■ EXCERPTED PASSAGE:
==*==
To exercise this warranty, Buyer shall contact TME's Sales Department in Plano, Texas USA promptly, but no later than 10 days following expiration of the warranty period, to obtain a return material authorization (RMA). No product shall be accepted for return without a RMA. The TME replacement or repaired product received by Buyer pursuant to this warranty is warranted to be free from defects in material and workmanship for the longer of (i) the balance of the original warranty period, or (ii) 90 days from date of shipment to Buyer of the replacement or repaired product, and all of the warranty limitations listed in this "Warranty" section of these Terms and Conditions of Sale shall also apply to such warranty.
TME warrants freedom from patent infringement only those items comprising its regularly established line of products. Should any claim be asserted that any such products infringe a patent of any third party and the use of such patent is enjoined or TME and such third party otherwise settle the issue, Buyer agrees that TME shall be entitled, at TME's sole option, to: (i) procure on behalf of Buyer the right to continue using such product; or (ii) replace such product with a non-infringing product; or (iii) modify such product so that it becomes non-infringing; or (iv) refund the fair market value of such product and accept return of same. Notwithstanding the foregoing, Buyer shall assume, indemnify TME against, and hold TME harmless from, any loss, expense, damage and liability relating to any infringement of any patent, copyright, trademark or other intellectual property rights resulting from compliance with Buyer's design specifications or instructions or from products specifically designed by TME to meet Buyer's requirements. The foregoing states the entire liability of TME to Buyer for infringement of intellectual property rights by products furnished hereunder.
ORDER OF PRECEDENCE
These Terms and Conditions of Sale and any attachments take precedence over Buyer's additional or different terms and conditions, if any, to which notice of objection is hereby given. Acceptance by Buyer is limited to TME's Terms and Conditions of Sale contained herein. Neither TME's commencement of performance nor delivery shall be deemed or construed as acceptance of Buyer's additional or different terms and conditions. Buyer's purchase of TME products hereunder represents acceptance of these Terms and Conditions of Sale and any attachments, which together constitute the entire understanding between the parties and supersede any previous communications, representations or agreements by either party, whether verbal or written, with respect to this matter.
==*==
■ SOURCE DATA:
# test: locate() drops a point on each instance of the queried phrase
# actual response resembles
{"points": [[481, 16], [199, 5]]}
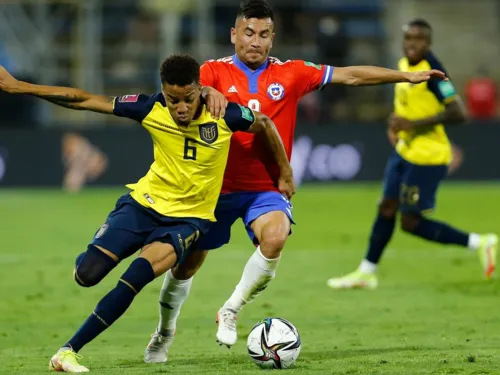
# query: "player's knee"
==*==
■ TASKS AND EXERCISES:
[A] Transcribe the terms of sale excerpt from "To exercise this" up to and including "to such warranty.".
[B] According to the terms of sale excerpt, why must Buyer contact TME's Sales Department to exercise the warranty?
[C] Continue the terms of sale excerpt from the point where it ends.
The lines shown with the terms of sale excerpt come from a separate source.

■ WRITTEN RESPONSES:
[A]
To exercise this warranty, Buyer shall contact TME's Sales Department in Plano, Texas USA promptly, but no later than 10 days following expiration of the warranty period, to obtain a return material authorization (RMA). No product shall be accepted for return without a RMA. The TME replacement or repaired product received by Buyer pursuant to this warranty is warranted to be free from defects in material and workmanship for the longer of (i) the balance of the original warranty period, or (ii) 90 days from date of shipment to Buyer of the replacement or repaired product, and all of the warranty limitations listed in this "Warranty" section of these Terms and Conditions of Sale shall also apply to such warranty.

[B] Buyer must contact TME's Sales Department to obtain a return material authorization (RMA). This is required because no product will be accepted for return without an RMA.

[C]
DELAYS IN PERFORMANCE
TME shall not be liable for any failure to perform hereunder due to unforeseen circumstances or due to causes beyond its control, including, but not limited to, acts of nature, acts of government, labor disputes, regulatory issues, energy shortages, materials or supply shortages, delays in transportation, and delays in delivery or inability to deliver by TME's suppliers.
Unless otherwise expressly agreed to by TME, Buyer assumes all responsibility for obtaining all required export authorizations for products purchased hereunder and exported from the U.S. Buyer shall not export or re-export technical data supplied by TME, or any products subject to this quotation or otherwise delivered by TME to Buyer, either directly or through others, in violation of any applicable U.S. or other export regulations.
If Buyer's officers, employees and/or agents or any of them enter premises owned, leased, occupied by, or under the control of TME, or if any of TME's officers, employees and/or agents enter into premises owned, leased, occupied by or under the control of Buyer, in the course of performance of or otherwise in connection with this quote, Buyer shall indemnify and hold harmless TME, its shareholders, directors, officers, employees and agents from and against any liabilities, damages, costs, expenses, and attorneys' fees for any claim of loss, damage, cost, or injury of whatsoever kind or nature, including bodily injury of death, relating to or occasioned in whole or in part by the acts or omissions of Buyer, its shareholders, directors, officers, employees and/or agents.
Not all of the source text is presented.